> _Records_
-- Start --

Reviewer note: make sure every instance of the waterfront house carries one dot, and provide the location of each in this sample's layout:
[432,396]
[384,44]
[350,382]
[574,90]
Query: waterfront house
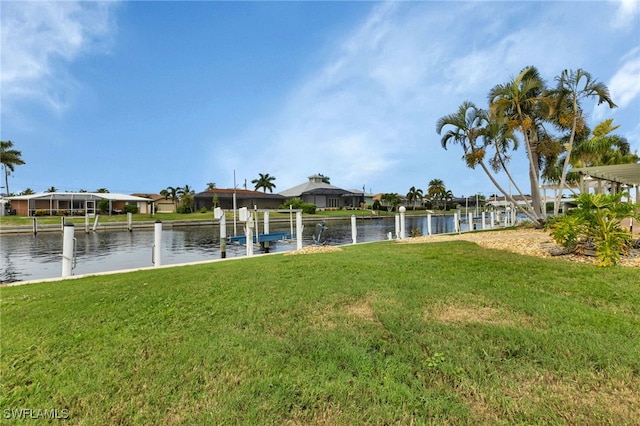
[75,203]
[324,195]
[223,198]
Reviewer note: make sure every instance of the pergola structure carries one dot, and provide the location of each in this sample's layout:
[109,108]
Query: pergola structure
[619,177]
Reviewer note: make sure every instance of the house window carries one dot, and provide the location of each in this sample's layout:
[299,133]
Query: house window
[333,202]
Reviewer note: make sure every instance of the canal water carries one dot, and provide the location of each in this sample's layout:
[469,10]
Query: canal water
[32,257]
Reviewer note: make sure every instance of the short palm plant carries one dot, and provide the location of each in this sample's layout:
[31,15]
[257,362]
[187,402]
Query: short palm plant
[595,223]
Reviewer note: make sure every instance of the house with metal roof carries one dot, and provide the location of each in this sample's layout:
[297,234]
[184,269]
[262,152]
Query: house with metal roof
[224,198]
[324,195]
[75,203]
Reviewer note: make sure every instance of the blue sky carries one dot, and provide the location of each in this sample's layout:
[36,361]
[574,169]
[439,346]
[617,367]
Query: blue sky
[139,96]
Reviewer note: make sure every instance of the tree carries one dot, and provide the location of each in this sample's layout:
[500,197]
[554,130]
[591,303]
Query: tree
[9,158]
[472,128]
[414,195]
[390,200]
[435,190]
[446,196]
[170,193]
[602,148]
[521,105]
[325,179]
[265,181]
[186,197]
[572,87]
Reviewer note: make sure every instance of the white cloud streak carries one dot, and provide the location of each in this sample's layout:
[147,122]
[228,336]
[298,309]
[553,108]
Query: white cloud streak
[39,39]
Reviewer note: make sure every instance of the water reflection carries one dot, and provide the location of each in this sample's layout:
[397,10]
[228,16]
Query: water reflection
[29,257]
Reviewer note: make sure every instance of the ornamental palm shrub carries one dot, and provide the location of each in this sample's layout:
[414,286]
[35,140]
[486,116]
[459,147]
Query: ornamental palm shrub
[596,223]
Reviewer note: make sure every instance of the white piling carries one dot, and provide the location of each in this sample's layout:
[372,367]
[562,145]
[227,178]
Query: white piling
[248,232]
[397,234]
[68,249]
[156,251]
[354,229]
[298,230]
[266,222]
[403,233]
[218,213]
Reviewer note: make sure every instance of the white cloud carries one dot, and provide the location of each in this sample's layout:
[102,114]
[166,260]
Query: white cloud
[39,38]
[626,14]
[369,113]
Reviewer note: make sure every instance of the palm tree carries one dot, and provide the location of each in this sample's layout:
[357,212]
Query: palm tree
[414,195]
[436,189]
[390,200]
[446,196]
[325,179]
[602,148]
[265,181]
[572,87]
[186,196]
[9,158]
[170,193]
[521,104]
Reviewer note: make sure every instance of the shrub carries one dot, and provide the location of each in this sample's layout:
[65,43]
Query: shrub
[595,222]
[298,204]
[309,208]
[103,205]
[130,208]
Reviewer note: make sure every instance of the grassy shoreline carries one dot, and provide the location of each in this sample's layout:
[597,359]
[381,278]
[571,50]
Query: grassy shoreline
[373,334]
[24,224]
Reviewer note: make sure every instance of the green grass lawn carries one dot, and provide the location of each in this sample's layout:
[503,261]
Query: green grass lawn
[383,333]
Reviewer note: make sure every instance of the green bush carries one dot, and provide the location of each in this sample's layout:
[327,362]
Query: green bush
[103,205]
[130,208]
[298,204]
[595,223]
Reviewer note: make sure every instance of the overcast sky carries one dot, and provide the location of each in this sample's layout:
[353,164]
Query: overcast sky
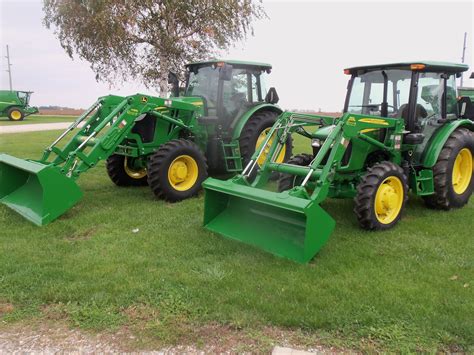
[309,44]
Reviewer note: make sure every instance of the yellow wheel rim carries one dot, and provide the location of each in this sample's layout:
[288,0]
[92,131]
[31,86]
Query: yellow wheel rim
[389,200]
[261,138]
[462,171]
[133,173]
[16,115]
[183,173]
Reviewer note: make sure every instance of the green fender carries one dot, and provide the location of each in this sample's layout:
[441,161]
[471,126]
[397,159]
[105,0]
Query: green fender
[247,115]
[441,136]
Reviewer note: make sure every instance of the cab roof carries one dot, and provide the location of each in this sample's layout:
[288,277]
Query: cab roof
[237,63]
[429,66]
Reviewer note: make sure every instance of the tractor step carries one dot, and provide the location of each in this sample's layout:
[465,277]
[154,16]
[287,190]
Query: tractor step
[232,158]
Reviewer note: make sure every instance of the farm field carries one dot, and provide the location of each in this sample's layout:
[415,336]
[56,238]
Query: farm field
[35,119]
[121,259]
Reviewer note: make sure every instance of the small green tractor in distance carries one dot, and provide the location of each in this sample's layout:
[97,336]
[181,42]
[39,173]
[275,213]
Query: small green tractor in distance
[403,128]
[170,144]
[15,105]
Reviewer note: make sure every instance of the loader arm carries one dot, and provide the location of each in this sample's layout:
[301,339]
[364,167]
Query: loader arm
[291,224]
[42,190]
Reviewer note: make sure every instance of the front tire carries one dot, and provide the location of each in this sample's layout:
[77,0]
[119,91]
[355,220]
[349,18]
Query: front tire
[452,173]
[381,196]
[15,114]
[122,172]
[177,170]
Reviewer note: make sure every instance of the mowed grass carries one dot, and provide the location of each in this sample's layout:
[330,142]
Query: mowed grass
[34,119]
[122,258]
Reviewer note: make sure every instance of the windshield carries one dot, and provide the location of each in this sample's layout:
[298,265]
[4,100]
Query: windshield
[204,83]
[367,92]
[23,96]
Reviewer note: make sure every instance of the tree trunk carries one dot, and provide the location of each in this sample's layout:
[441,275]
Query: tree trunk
[163,78]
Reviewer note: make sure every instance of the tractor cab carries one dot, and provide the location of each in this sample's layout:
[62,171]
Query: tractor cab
[229,88]
[422,93]
[24,97]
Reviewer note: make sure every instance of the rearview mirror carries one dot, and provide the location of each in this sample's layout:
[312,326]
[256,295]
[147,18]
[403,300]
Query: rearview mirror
[225,72]
[272,96]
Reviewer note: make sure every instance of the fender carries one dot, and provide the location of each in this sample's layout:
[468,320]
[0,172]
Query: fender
[439,139]
[242,120]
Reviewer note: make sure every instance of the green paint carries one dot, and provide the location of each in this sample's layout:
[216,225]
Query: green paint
[134,126]
[18,99]
[291,223]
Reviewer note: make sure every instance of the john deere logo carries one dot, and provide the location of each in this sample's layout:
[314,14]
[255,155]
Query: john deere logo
[377,121]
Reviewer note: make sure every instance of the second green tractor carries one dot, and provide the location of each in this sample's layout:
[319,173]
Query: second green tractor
[170,144]
[403,129]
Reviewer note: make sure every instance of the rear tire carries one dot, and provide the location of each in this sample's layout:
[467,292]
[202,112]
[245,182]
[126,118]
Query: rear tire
[177,170]
[449,193]
[288,181]
[251,132]
[381,196]
[122,174]
[15,114]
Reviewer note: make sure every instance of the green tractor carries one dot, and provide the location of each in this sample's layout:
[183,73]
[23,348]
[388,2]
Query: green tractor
[15,104]
[402,129]
[170,144]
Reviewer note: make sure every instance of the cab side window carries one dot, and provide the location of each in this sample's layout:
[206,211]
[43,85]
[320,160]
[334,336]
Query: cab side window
[451,97]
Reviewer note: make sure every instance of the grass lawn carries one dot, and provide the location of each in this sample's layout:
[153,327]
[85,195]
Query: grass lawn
[33,119]
[410,288]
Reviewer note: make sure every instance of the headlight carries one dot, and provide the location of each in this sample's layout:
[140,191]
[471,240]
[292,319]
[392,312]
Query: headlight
[316,143]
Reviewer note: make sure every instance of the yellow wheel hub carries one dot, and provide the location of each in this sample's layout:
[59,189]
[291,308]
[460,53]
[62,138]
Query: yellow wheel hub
[389,200]
[133,173]
[183,173]
[462,171]
[261,138]
[16,115]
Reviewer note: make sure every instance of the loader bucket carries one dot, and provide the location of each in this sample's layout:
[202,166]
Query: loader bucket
[279,223]
[38,192]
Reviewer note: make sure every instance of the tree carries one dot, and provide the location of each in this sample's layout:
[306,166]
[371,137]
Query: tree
[145,39]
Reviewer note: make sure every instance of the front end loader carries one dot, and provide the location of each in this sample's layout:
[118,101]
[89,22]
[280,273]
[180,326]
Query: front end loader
[402,129]
[170,144]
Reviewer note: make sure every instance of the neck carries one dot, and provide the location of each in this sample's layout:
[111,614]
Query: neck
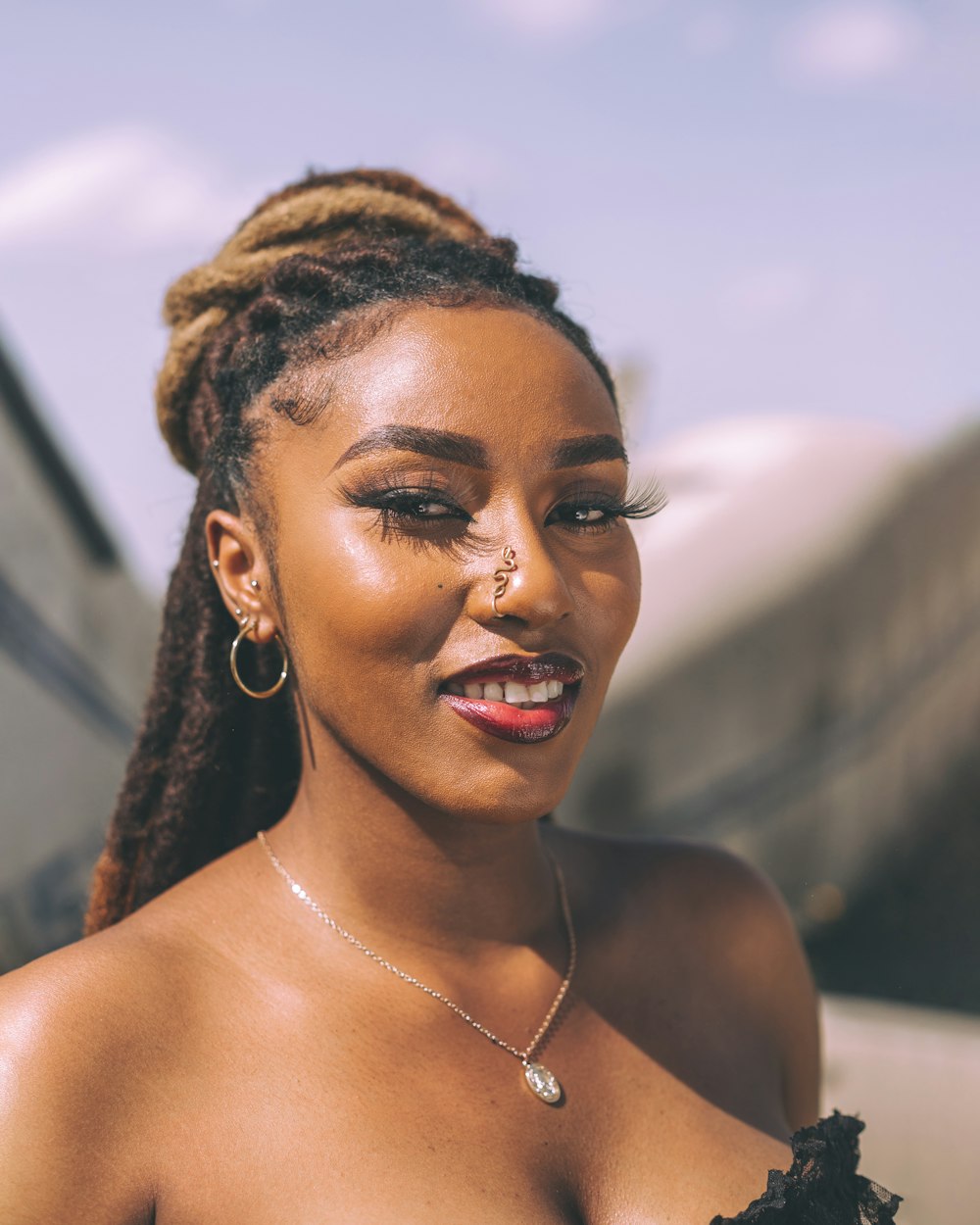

-- End --

> _TASK TO COMPLETE_
Please rewrite the part of the rows that opens with the line containing "Reviewer note: make sure every instance of the rear tire" and closes with the last of the rows, putting "farm tractor" wherever "green tractor" appears and keeping everything else the same. Leave the pictures out of your answer.

> _WRITTEN ANSWER_
Reviewer note: make sure every instance of the rear tire carries one dot, and provide the location of each in this sample's layout:
[467,292]
[202,112]
[245,182]
[126,118]
Query: rear tire
[177,170]
[449,193]
[288,181]
[251,132]
[381,196]
[122,174]
[15,114]
Reviewer note: make sure every instance of the farm tractor carries one dot, and provide the location of each in this sample's layout:
[183,73]
[23,348]
[388,2]
Query: farm tractor
[15,104]
[402,129]
[170,144]
Reviewer note: make sure every instance of the cab side window carries one dot, and provide the location of each in this sample's layout:
[206,211]
[43,85]
[320,160]
[334,336]
Query: cab side window
[451,97]
Reviewer note: make sure every instance of the grass lawn carries one dot, and provide the location of each in this sample's layout:
[153,327]
[85,195]
Query: grass lawn
[33,119]
[410,288]
Reviewer note: make sure every instance of the headlight carries one dot, and provide the location of each in this sample's layout:
[140,191]
[471,240]
[292,319]
[392,312]
Query: headlight
[316,143]
Reviewer note: make sure every instance of the yellow wheel hub carries one dot, and provide the location of each in this sample's layout:
[59,189]
[291,308]
[460,53]
[62,138]
Query: yellow wheel hub
[389,200]
[133,173]
[183,173]
[462,171]
[261,138]
[16,115]
Reviewer note: make sure every instance of the loader bucket carries one dot, and provide the location of each in this sample's layout:
[202,166]
Query: loader bucket
[279,223]
[38,192]
Reviewer note: make sure every instance of the tree carries one dot, and provide the location of each in this sample's layout:
[306,166]
[371,137]
Query: tree
[145,39]
Reviewer note: make sure every instance of the front end loader carries one dot, and provide the location of each in this sample's layout:
[118,101]
[89,22]
[280,273]
[180,326]
Query: front end loader
[402,129]
[170,144]
Reviewer note: make sure every instance of the neck carries one dot, and provide the location of each in this sample's layout:
[111,614]
Query: neck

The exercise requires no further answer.